TEXT EXCERPT:
Five natural ways to keep bug-free

woman and grandchild wearing long sleeves in garden
May 11, 2016
Leigh Erin Connealy, M.D.

Now that spring is in full throttle—and summer is right around the corner—I hope you’re taking advantage of the warmth and greenery.

Simply getting outside and moving around can be great for you.

Provided you take the proper precautions.

Believe it or not, mosquitoes—acting as a vector for disease—are the biggest killer we face, taking out 100 million people every year.

And this year, we’ve got the Zika virus to worry about as well.

Not to mention, all the diseases—like Lyme and Colorado Tick Fever—carried by other bugs.

When you go outside, it’s imperative that you protect yourself.

But you shouldn’t pick up just any insect repellent. Some can be dangerous—often worse than anything a North American mosquito is likely to be carrying.

So let’s take a look at how you should best protect yourself—in a way that’s entirely safe, and extremely effective.

Watch out for synthetic repellents

First things first—never use DEET.

DEET—the most common ingredient in insect repellents—is highly toxic. It is a neurotoxin—it attacks the central nervous system. It can cause tremors, and there is some evidence it might cause death in young children.

Granted, the worst symptoms tend to crop up when DEET is inhaled, instead of applied to skin. But skin application isn’t necessarily safe either—and try spraying an insect repellent without getting any aerosol in your nose or mouth.

To be safe, you should simply avoid DEET altogether. And if you find yourself near DEET, avoid direct contact—especially with any orifices, but also with skin.

DEET is fabulously effective against insects. But it’s not worth the associated health risks.

Five ways to keep bug-free

There are many great options for keeping insects at bay.

  1. Wear long pants and shirts. The best option is also the most obvious. Bugs can’t bite what they can’t get to. Long sleeves and long pants—tucked into socks—keep exposed skin to a minimum. This simple step will protect you better than anything else.
  2. Use soy-based products. Natural repellents made with natural soy have been shown to be very effective—about on par with DEET. There are two big differences. One—it doesn’t last quite as long, so you should reapply about every 90 minutes. And two—it’s completely safe.
  3. Use oil of lemon eucalyptus. This is recommended by the CDC as an alternative to DEET. It’s entirely natural and safe for use on skin, but can be poisonous if ingested, so use appropriate caution and keep it out of reach of small children.

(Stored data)

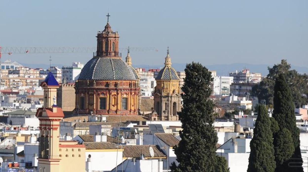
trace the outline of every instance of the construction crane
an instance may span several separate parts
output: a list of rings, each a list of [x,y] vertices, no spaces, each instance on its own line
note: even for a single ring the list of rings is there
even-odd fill
[[[126,51],[127,48],[119,48],[120,52]],[[130,51],[158,51],[155,47],[129,48]],[[95,52],[96,51],[96,47],[2,47],[0,46],[0,56],[1,53],[7,54],[9,55],[14,54],[27,53],[85,53]],[[1,56],[0,56],[1,57]]]

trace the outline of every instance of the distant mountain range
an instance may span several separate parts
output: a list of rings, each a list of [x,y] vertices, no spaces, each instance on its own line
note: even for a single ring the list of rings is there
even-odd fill
[[[31,68],[43,68],[47,69],[49,67],[49,65],[47,64],[29,64],[21,63],[25,66]],[[145,68],[146,69],[159,69],[164,67],[162,65],[134,65],[135,67],[141,67]],[[185,63],[172,64],[172,67],[178,71],[184,71],[185,68],[186,64]],[[273,66],[273,65],[269,65],[264,64],[253,64],[248,63],[237,63],[230,64],[223,64],[219,65],[205,65],[205,66],[211,70],[216,70],[217,75],[229,76],[229,72],[235,72],[236,70],[240,71],[245,68],[249,69],[251,72],[261,73],[263,76],[266,76],[268,74],[267,67]],[[66,65],[63,64],[52,65],[52,66],[58,66],[60,68],[62,66]],[[300,67],[291,66],[292,69],[295,69],[299,73],[303,74],[308,73],[308,67]]]

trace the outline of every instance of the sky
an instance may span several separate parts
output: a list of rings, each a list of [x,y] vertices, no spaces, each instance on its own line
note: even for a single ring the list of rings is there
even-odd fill
[[[173,63],[273,64],[287,59],[308,64],[308,1],[2,0],[0,46],[91,47],[109,12],[120,47],[133,65]],[[126,52],[122,52],[124,58]],[[86,63],[92,53],[4,54],[2,60],[68,65]]]

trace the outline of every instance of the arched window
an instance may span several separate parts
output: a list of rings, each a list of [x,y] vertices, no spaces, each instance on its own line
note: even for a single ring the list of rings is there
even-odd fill
[[[177,112],[176,112],[176,102],[173,102],[173,107],[172,108],[172,111],[173,112],[173,115],[174,116],[176,116]]]
[[[105,42],[105,50],[108,51],[108,42],[106,41]]]
[[[156,112],[159,114],[159,102],[156,102]]]
[[[165,110],[168,110],[168,103],[165,103]]]

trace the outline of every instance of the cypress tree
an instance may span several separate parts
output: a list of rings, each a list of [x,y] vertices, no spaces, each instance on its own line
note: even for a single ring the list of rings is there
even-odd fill
[[[258,116],[250,142],[248,172],[274,172],[276,167],[271,120],[265,106],[259,105]]]
[[[281,155],[280,157],[285,156],[284,158],[279,157],[279,158],[275,157],[276,171],[303,171],[303,161],[299,147],[299,130],[296,125],[294,104],[291,91],[284,75],[283,74],[280,74],[275,81],[273,116],[277,122],[281,131],[285,129],[290,132],[293,144],[293,146],[295,148],[295,150],[292,154],[292,158],[287,158],[288,156],[287,153],[282,153],[284,151],[286,151],[285,147],[280,146],[278,145],[282,142],[280,141],[279,139],[284,139],[281,136],[279,135],[282,134],[283,133],[278,132],[274,134],[275,155]],[[291,145],[288,146],[292,147]],[[285,161],[282,163],[282,162],[278,160],[279,159],[285,160]],[[286,164],[290,165],[286,165]]]
[[[172,171],[226,171],[226,161],[216,155],[217,135],[213,123],[213,102],[209,98],[212,90],[211,73],[201,64],[193,62],[185,69],[186,76],[182,88],[183,107],[179,113],[183,130],[181,140],[174,148],[179,163],[173,163]],[[228,171],[229,169],[227,168]],[[224,171],[224,170],[225,170]]]

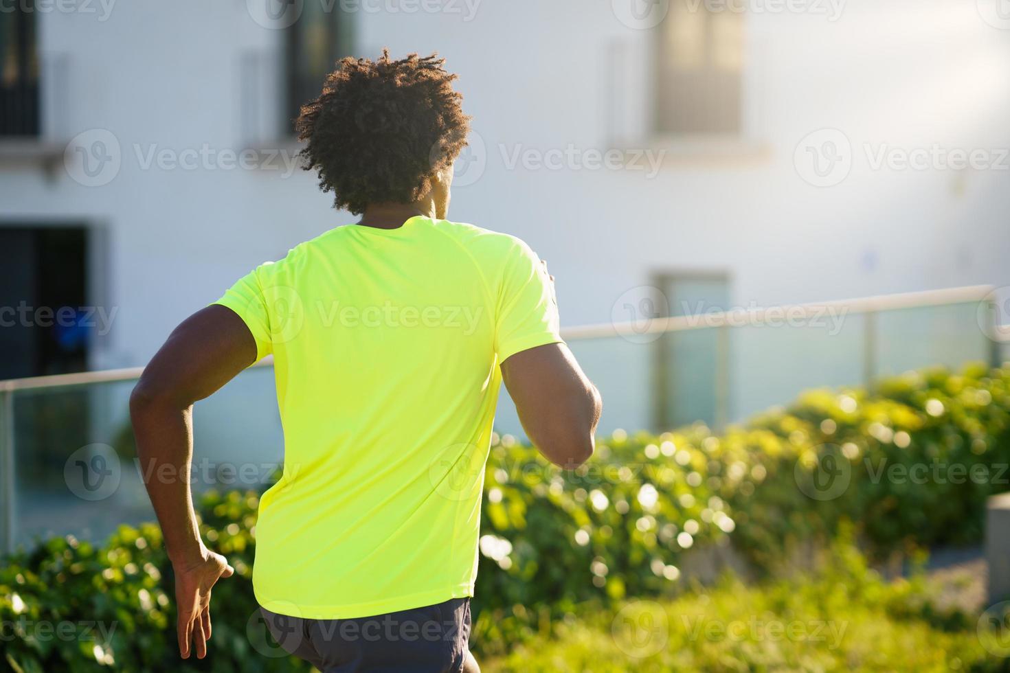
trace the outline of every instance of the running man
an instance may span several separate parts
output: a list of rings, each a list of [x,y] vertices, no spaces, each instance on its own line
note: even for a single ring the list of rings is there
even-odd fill
[[[445,219],[470,124],[454,79],[435,55],[341,61],[296,127],[305,167],[361,220],[185,320],[133,390],[183,658],[206,655],[211,587],[233,572],[193,510],[193,404],[257,360],[274,357],[285,459],[254,588],[282,646],[324,673],[479,670],[470,598],[503,380],[548,460],[593,452],[600,396],[559,335],[545,264]]]

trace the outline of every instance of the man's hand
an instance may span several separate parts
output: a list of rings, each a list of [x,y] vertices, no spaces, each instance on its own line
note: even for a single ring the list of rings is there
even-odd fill
[[[176,573],[176,607],[179,611],[179,654],[189,659],[190,646],[196,658],[207,656],[210,640],[210,589],[221,577],[231,577],[234,568],[220,554],[203,550],[203,557],[173,564]]]
[[[251,333],[223,306],[203,309],[165,342],[130,396],[130,418],[144,485],[162,525],[176,572],[179,653],[207,655],[210,589],[234,570],[204,547],[190,489],[193,403],[203,400],[256,360]]]

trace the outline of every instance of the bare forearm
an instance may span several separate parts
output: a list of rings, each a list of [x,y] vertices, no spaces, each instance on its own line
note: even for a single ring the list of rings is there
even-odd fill
[[[140,386],[130,400],[140,474],[162,526],[169,558],[175,563],[202,556],[190,463],[193,408],[145,399]]]

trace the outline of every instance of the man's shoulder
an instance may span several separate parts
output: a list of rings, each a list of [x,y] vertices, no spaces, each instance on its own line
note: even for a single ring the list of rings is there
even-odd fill
[[[434,220],[434,226],[473,254],[486,254],[500,258],[508,254],[522,253],[529,249],[525,241],[518,236],[486,229],[469,222]]]

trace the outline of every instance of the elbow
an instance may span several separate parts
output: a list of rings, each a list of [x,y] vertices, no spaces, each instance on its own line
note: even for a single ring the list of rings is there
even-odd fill
[[[129,415],[135,423],[152,412],[156,412],[168,407],[179,407],[174,400],[175,396],[165,385],[153,380],[149,376],[141,375],[140,380],[133,386],[129,396]]]
[[[592,458],[596,449],[596,425],[602,410],[600,392],[590,384],[586,395],[586,413],[580,422],[559,433],[548,447],[541,447],[547,460],[563,469],[576,469]]]

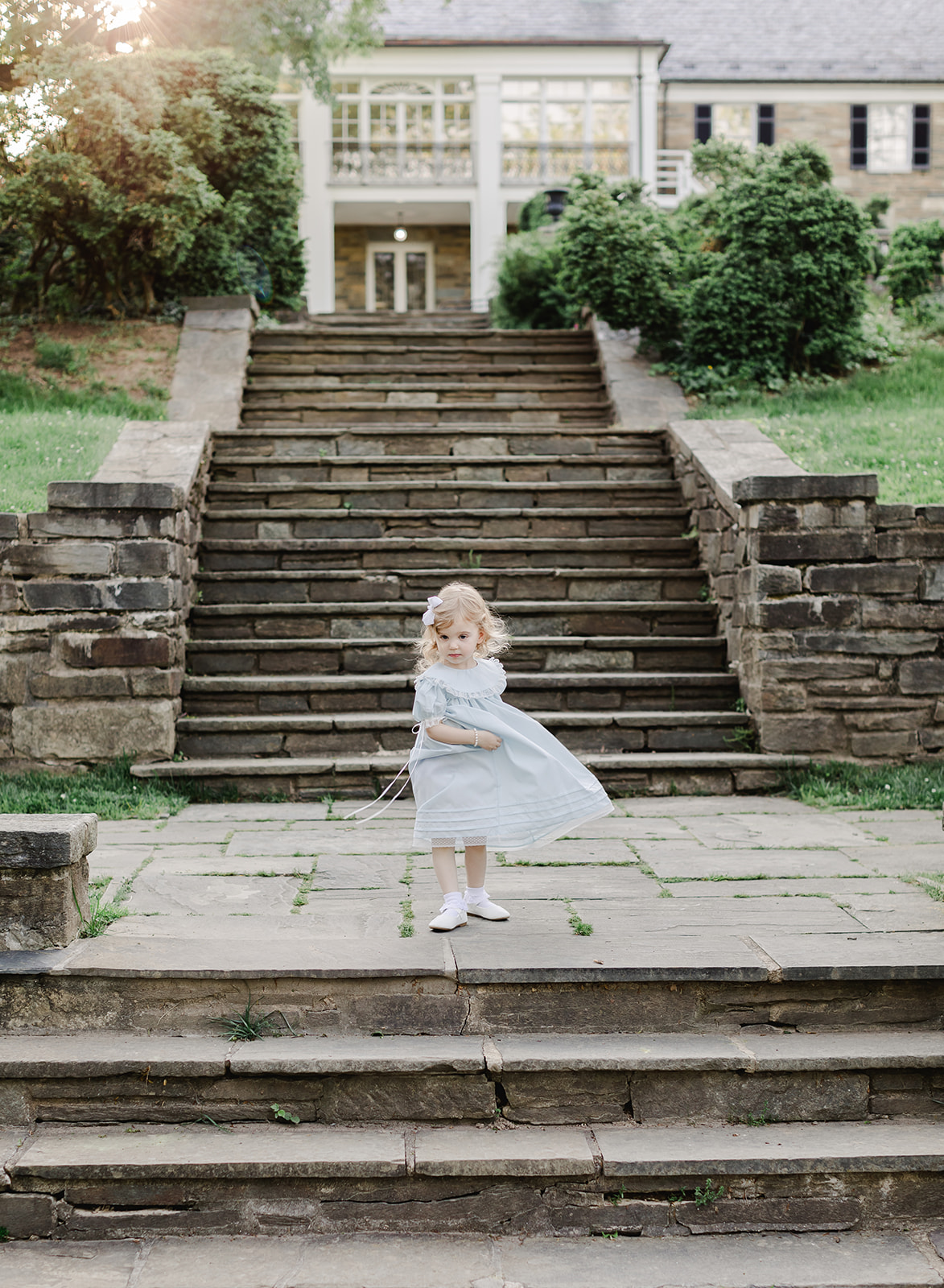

PROBLEM TO WORK ON:
Answer these questions about the article on keeping bug-free:
(a) How many people do mosquitoes kill every year?
(b) Which part of the body does DEET attack?
(c) How often should soy-based repellents be reapplied?

YOUR SOLUTION:
(a) 100 million people
(b) The central nervous system
(c) About every 90 minutes